EXTRACTED ENTRIES below:

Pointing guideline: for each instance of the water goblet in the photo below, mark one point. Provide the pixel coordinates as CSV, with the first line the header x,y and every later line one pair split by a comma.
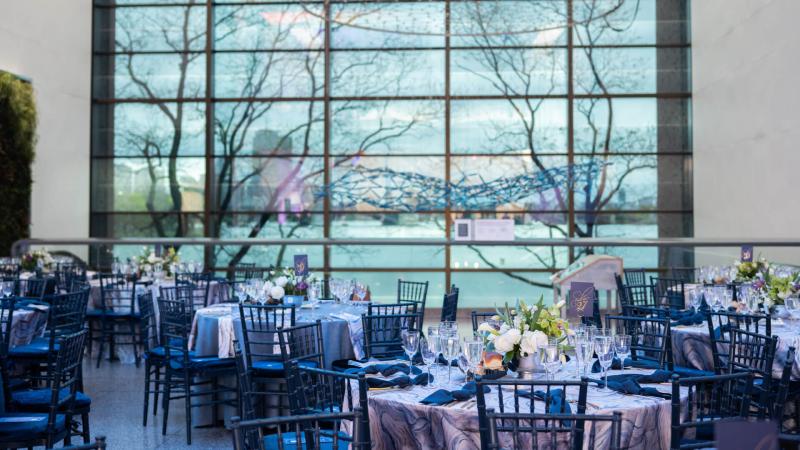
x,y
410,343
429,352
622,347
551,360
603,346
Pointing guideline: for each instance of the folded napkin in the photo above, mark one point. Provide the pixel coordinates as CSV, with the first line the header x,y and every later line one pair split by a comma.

End of EXTRACTED ENTRIES.

WORK REQUIRED →
Reproduce each entry exactly as written, but leave out the images.

YOUR SOLUTION →
Pointing guideline: for each instance of the water goblet in the photo below, mark one point. Provide the pixel coordinates as CSV, with the first line the header x,y and every later line one pair split by a comma.
x,y
410,343
429,352
622,347
551,360
603,346
Pointing guideline: for each instance of the folded napkin in the photo above, mark one point. Provide the pixel coordinates as CSV, with the first line the header x,y and every later line one pair split by a comma.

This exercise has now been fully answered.